• [EXERCISE INSTRUCTIONS]: Copy all records verbatim, images excluded.
[GIVEN INFORMATION Boundary: Start]
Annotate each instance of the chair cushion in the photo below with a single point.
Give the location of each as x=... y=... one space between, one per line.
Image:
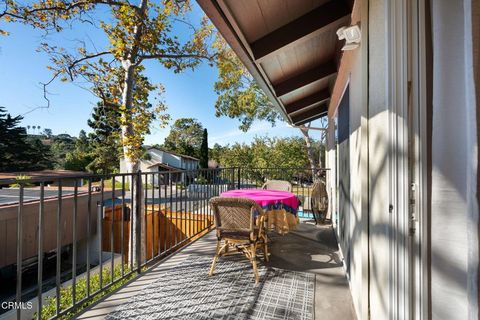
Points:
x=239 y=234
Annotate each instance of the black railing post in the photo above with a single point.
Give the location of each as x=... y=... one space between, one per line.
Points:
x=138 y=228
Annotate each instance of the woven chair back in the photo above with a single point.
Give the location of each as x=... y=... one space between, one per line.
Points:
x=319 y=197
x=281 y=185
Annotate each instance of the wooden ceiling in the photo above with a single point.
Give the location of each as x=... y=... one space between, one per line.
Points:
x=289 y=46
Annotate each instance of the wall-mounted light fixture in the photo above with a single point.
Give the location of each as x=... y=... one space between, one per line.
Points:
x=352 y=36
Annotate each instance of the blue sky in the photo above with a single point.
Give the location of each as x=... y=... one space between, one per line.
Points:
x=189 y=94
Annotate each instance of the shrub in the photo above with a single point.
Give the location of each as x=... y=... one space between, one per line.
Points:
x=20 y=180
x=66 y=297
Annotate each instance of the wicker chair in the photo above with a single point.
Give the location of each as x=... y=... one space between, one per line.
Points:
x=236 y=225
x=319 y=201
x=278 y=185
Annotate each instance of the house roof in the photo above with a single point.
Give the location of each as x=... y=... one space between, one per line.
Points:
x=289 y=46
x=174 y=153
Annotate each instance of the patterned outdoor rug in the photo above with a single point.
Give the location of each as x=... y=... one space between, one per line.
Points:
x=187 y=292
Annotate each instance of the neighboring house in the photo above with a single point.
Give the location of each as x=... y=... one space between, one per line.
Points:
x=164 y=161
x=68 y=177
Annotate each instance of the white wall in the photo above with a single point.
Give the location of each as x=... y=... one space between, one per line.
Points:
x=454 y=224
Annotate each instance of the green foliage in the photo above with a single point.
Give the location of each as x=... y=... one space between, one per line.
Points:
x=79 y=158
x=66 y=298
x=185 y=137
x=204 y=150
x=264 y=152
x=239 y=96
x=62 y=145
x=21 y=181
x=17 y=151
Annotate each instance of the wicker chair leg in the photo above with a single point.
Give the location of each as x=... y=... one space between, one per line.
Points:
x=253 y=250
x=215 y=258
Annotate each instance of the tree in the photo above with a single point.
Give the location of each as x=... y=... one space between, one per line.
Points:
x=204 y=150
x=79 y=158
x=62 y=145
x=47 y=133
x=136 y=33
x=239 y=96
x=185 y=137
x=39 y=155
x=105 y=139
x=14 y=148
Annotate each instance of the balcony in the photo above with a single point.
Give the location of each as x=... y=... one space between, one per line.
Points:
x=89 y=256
[GIVEN INFORMATION Boundary: End]
• [EXERCISE SOLUTION]:
Annotate each instance of the chair cushion in the photo below with a single point.
Give the location of each as x=... y=... one space between, one per line.
Image:
Points:
x=239 y=234
Annotate each instance of the black railing post in the photo above with a single point.
Give the location of each as x=... y=... one space between, one per line.
Points:
x=138 y=228
Annotate each instance of the woven chair back in the photo above with a single point.
Give the location of each as x=... y=... one space between, one per line.
Points:
x=319 y=197
x=281 y=185
Annotate each instance of the wooden ceiling in the photo above with a single point.
Give the location of each as x=... y=... one space between, one per line.
Points:
x=289 y=46
Annotate each instance of the wall-mounted light fixture in the photo above with a single point.
Give the location of each as x=... y=... one space between, one per line.
Points:
x=352 y=36
Annotate each instance of the blue sky in the photo above with a single point.
Give the location of each as x=... y=... one space between, one per line.
Points:
x=189 y=94
Annotate each instance of the shrub in the photo above with a single point.
Give the location of each as x=... y=... one space between, one per line.
Points:
x=20 y=180
x=66 y=297
Annotate each instance of the wicker chair in the photo above with a single point.
Give the location of each as x=... y=... one space between, one per line.
Points:
x=236 y=225
x=319 y=201
x=278 y=185
Annotate each instance of the house roof in the photo above with a single point.
Give the location of each as x=... y=... one space between, one per line.
Points:
x=289 y=46
x=174 y=153
Annotate each instance of the patterned outdoor rug in the photo above with a single point.
Give the location of each as x=... y=... one space between, one per line.
Points:
x=187 y=292
Annotate each instance of the neighboring house in the photo above with a single point.
Give the location of each as x=... y=... one space between, one per line.
Points:
x=164 y=161
x=68 y=177
Annotate each instance of the white wall in the photo above with a single point.
Give the location of each as x=... y=... one space between, one per line.
Points:
x=454 y=224
Annotate each instance of the green foliage in the photo above with a single point.
Give the location of each as x=... y=... one space between, one per line.
Points:
x=79 y=158
x=66 y=298
x=185 y=137
x=204 y=150
x=264 y=152
x=239 y=96
x=62 y=145
x=21 y=181
x=17 y=151
Annotate each instance of the wicker chair leg in the photo above with a single point.
Give the location of each as x=... y=... one space between, one per line.
Points:
x=253 y=250
x=215 y=258
Annotate each instance of the tree in the photo above with a single point.
Give the location of each as x=... y=... one space between, one per line.
Points:
x=204 y=150
x=79 y=158
x=62 y=145
x=47 y=133
x=136 y=33
x=239 y=96
x=185 y=137
x=39 y=155
x=105 y=139
x=14 y=148
Annotate each instance of the balcony in the photo above with a single point.
Give the location of each as x=... y=... one space between, one per line.
Points:
x=89 y=256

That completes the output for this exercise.